_EXERCISE GOAL:_ Pick out every line in the material below that contains the string "baseball" and copy each one in full. Matching is case-sensitive.

_SUPPLIED INFORMATION:_

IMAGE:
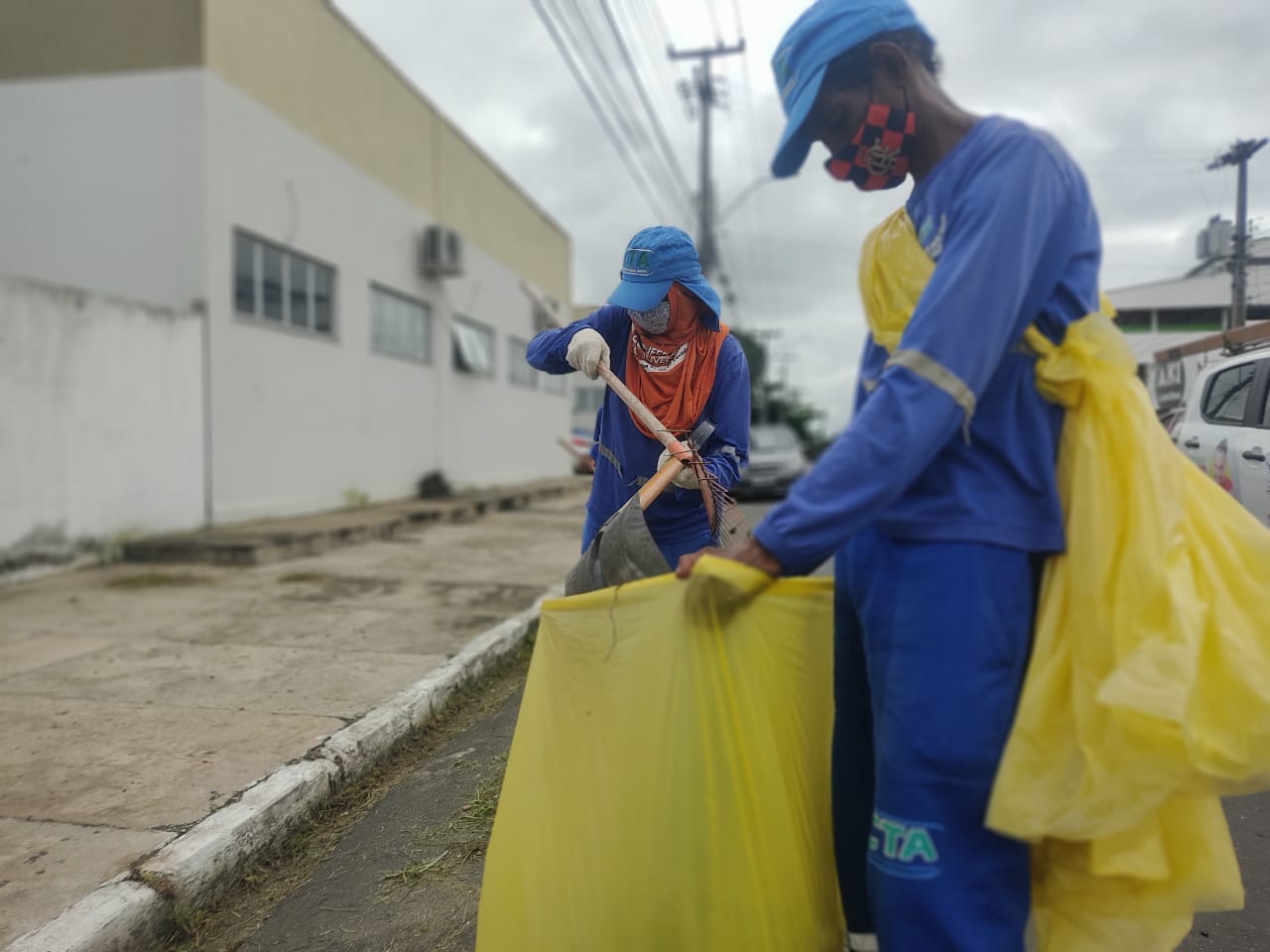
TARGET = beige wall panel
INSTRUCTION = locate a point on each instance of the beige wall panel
(303, 60)
(72, 37)
(481, 203)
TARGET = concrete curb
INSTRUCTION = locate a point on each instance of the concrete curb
(132, 911)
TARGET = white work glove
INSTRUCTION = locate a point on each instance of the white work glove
(587, 350)
(688, 475)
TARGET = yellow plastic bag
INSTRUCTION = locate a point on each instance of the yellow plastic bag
(1148, 694)
(1148, 690)
(668, 783)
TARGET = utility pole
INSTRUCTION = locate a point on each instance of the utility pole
(703, 90)
(1238, 155)
(762, 335)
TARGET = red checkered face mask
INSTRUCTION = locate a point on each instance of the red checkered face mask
(879, 154)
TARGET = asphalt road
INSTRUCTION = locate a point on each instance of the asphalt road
(395, 865)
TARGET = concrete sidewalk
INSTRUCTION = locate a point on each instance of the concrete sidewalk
(139, 701)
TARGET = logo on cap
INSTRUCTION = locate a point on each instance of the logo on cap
(639, 261)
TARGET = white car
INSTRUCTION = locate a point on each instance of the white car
(1225, 429)
(776, 458)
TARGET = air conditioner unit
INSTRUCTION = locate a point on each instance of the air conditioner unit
(441, 253)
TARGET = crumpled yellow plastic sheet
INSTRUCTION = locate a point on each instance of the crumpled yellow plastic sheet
(1148, 692)
(668, 782)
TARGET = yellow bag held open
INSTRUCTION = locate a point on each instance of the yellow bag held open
(668, 784)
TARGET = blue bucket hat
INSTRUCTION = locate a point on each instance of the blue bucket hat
(826, 30)
(657, 258)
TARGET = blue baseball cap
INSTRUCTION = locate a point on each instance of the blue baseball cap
(657, 258)
(826, 30)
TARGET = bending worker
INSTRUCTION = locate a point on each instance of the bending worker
(939, 500)
(662, 336)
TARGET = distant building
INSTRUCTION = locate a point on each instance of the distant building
(1165, 315)
(248, 190)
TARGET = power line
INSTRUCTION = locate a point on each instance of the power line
(593, 56)
(606, 126)
(714, 19)
(672, 162)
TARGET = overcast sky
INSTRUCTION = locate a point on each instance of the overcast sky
(1143, 93)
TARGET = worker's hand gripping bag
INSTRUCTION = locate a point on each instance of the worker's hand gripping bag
(1148, 690)
(668, 783)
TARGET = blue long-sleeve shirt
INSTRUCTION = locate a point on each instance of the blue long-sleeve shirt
(625, 457)
(1007, 218)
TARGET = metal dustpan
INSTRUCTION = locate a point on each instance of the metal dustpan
(621, 551)
(624, 548)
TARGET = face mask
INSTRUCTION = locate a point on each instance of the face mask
(653, 321)
(879, 154)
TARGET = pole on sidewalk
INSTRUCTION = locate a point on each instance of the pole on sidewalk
(1238, 155)
(705, 93)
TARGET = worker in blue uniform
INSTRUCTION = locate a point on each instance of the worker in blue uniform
(661, 334)
(939, 500)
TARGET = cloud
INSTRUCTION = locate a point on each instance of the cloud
(1142, 93)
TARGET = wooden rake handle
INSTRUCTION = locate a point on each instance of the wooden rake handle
(651, 422)
(683, 456)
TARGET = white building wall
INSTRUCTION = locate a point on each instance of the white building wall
(132, 184)
(100, 182)
(100, 414)
(299, 419)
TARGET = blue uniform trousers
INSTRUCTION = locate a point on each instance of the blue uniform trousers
(931, 642)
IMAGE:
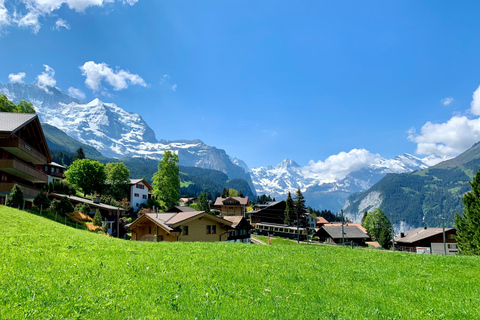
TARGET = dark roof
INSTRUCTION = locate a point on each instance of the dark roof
(87, 201)
(11, 122)
(243, 200)
(418, 234)
(180, 209)
(351, 232)
(135, 181)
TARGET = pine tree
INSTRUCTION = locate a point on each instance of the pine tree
(97, 219)
(203, 202)
(79, 155)
(300, 209)
(166, 183)
(468, 225)
(15, 198)
(289, 210)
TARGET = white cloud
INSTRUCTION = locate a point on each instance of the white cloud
(446, 139)
(16, 78)
(339, 165)
(165, 81)
(76, 93)
(98, 72)
(447, 101)
(45, 79)
(60, 23)
(4, 16)
(27, 13)
(451, 137)
(475, 105)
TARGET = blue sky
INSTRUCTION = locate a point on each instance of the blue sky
(265, 80)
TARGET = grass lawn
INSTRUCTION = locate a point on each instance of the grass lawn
(52, 271)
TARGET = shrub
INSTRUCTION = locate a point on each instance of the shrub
(41, 201)
(15, 199)
(97, 219)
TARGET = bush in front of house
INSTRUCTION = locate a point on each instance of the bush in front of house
(41, 201)
(15, 199)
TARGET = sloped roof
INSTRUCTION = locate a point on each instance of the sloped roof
(351, 232)
(358, 225)
(135, 181)
(243, 200)
(11, 122)
(418, 234)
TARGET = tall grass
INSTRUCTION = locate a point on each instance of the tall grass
(50, 271)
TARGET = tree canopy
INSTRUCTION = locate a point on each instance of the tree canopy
(468, 225)
(379, 227)
(166, 183)
(89, 175)
(8, 106)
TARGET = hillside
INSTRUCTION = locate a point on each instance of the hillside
(50, 271)
(420, 198)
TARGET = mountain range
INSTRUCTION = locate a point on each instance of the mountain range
(115, 132)
(324, 192)
(420, 198)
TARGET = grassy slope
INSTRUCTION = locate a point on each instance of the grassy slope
(50, 271)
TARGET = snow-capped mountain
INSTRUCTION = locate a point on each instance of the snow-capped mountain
(325, 192)
(115, 132)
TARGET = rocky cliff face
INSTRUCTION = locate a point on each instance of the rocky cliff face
(115, 132)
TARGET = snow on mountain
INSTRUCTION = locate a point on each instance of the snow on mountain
(287, 176)
(115, 132)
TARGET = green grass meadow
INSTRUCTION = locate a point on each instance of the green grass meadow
(52, 271)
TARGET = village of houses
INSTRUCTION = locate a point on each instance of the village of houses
(25, 160)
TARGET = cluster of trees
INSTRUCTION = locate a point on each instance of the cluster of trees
(295, 210)
(468, 225)
(8, 106)
(378, 226)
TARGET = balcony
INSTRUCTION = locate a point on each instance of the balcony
(21, 170)
(28, 192)
(23, 150)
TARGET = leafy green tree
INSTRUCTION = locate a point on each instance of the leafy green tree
(166, 183)
(224, 193)
(97, 219)
(468, 225)
(15, 198)
(300, 208)
(117, 173)
(83, 208)
(62, 206)
(232, 193)
(41, 201)
(89, 175)
(8, 106)
(289, 210)
(379, 227)
(203, 202)
(79, 155)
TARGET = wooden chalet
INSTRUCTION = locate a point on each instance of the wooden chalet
(333, 234)
(180, 226)
(274, 212)
(427, 240)
(23, 153)
(232, 206)
(241, 229)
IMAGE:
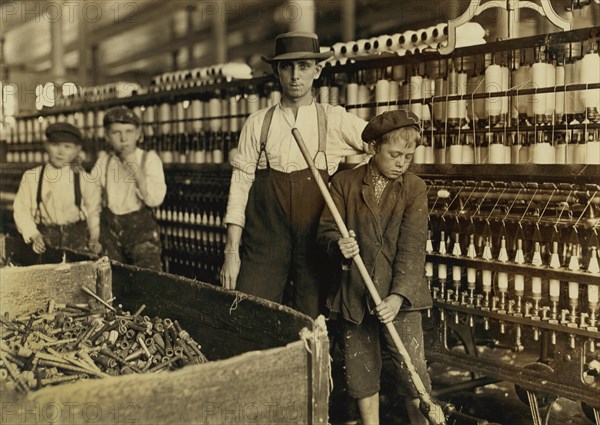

_EXERCISE RESPONSE:_
TARGET = blue baseball cap
INSTRUCTION = locate a point on each instance of the blue baseball cap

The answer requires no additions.